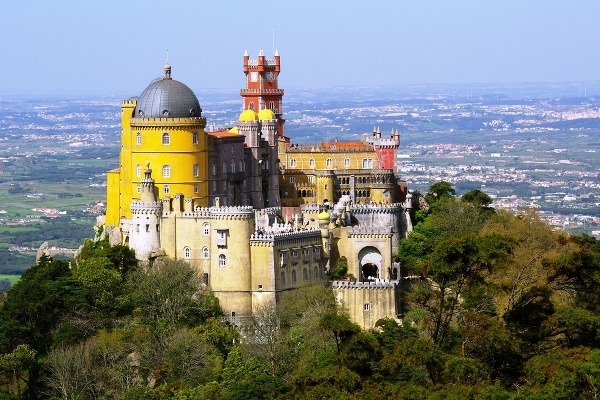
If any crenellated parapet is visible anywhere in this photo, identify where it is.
[331,280,398,290]
[250,227,321,245]
[348,226,394,239]
[300,203,321,214]
[121,97,138,108]
[130,200,162,215]
[163,206,254,220]
[255,207,281,217]
[350,203,402,214]
[131,117,206,129]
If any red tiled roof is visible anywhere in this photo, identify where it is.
[208,131,244,138]
[320,142,373,151]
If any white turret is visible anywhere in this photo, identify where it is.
[129,163,162,261]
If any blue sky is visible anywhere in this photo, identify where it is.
[0,0,600,96]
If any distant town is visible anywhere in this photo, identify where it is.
[0,83,600,265]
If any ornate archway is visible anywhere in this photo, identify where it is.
[358,246,383,282]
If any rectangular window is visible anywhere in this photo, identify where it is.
[217,229,227,246]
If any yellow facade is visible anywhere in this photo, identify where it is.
[106,100,208,222]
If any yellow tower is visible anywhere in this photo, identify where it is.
[106,64,208,226]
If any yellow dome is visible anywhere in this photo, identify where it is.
[317,210,329,221]
[239,110,258,122]
[258,108,277,121]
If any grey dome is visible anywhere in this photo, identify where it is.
[135,65,202,118]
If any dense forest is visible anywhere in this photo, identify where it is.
[0,182,600,400]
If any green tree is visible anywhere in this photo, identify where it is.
[460,189,493,208]
[0,344,37,396]
[410,235,516,345]
[425,181,456,205]
[129,259,221,330]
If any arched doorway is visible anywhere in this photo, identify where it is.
[358,246,382,282]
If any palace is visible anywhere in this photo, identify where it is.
[99,51,411,328]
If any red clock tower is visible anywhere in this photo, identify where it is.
[240,50,289,142]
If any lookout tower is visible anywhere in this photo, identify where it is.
[240,50,285,138]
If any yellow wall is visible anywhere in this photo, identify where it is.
[120,115,208,218]
[105,168,121,227]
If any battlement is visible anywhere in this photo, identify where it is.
[163,206,254,219]
[330,280,398,290]
[256,207,281,217]
[350,203,402,214]
[250,224,321,243]
[130,200,162,214]
[286,142,374,153]
[121,97,138,107]
[348,226,394,238]
[131,117,206,126]
[300,203,321,214]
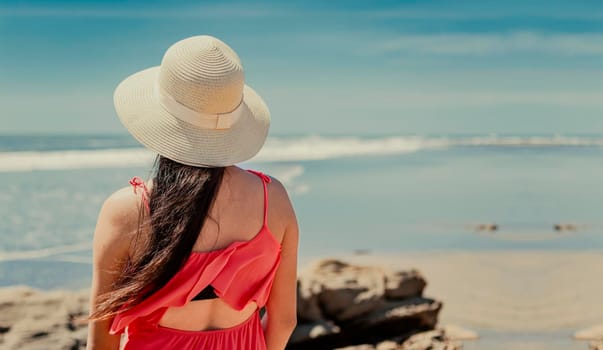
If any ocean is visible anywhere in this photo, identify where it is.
[0,135,603,289]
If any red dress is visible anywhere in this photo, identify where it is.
[110,170,281,350]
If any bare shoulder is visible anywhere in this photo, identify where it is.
[268,176,297,230]
[101,186,141,226]
[94,187,141,254]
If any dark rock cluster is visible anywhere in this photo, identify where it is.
[287,260,461,350]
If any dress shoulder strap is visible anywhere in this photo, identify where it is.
[247,170,272,226]
[129,176,151,212]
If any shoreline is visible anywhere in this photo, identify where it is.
[0,250,603,350]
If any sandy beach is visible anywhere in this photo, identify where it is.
[344,251,603,350]
[0,251,603,350]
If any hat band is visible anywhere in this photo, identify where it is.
[155,85,243,130]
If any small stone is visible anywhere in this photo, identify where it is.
[574,324,603,340]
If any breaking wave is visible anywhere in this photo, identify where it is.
[0,136,603,172]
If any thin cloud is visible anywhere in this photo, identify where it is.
[0,4,282,19]
[377,32,603,56]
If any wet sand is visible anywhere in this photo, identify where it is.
[343,251,603,350]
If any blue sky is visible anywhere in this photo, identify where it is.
[0,0,603,135]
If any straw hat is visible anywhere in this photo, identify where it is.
[114,35,270,167]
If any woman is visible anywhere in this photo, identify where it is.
[88,36,298,350]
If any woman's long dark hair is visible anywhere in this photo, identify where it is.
[89,156,224,319]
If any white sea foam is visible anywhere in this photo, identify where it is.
[0,136,603,172]
[0,242,92,262]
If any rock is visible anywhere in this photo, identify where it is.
[588,340,603,350]
[297,276,324,322]
[335,344,375,350]
[385,270,427,299]
[346,298,442,336]
[401,329,463,350]
[574,324,603,340]
[375,340,402,350]
[441,324,479,340]
[312,260,385,321]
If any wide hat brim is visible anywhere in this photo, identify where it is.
[113,67,270,167]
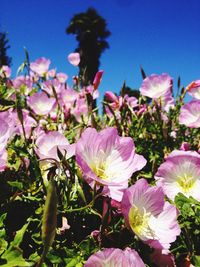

● ● ●

PROBLEM DESCRIPTION
Reproduce the lines verbatim, starting with the line that contains "If any white sea" and going on through the last of the lines, both ends included. Leave any pictures out of your answer.

TASK SOLUTION
If any white sea foam is visible anywhere in this photo, identify where it is.
[0,136,603,172]
[0,242,92,262]
If any rock is visible anywhere in this photo, identify where it is.
[588,340,603,350]
[297,276,324,322]
[335,344,375,350]
[385,270,427,299]
[346,298,442,336]
[401,329,463,350]
[574,324,603,340]
[375,340,402,350]
[441,324,479,340]
[312,260,385,321]
If any wide hat brim is visible anywhere in this photo, identify where it is.
[113,67,270,167]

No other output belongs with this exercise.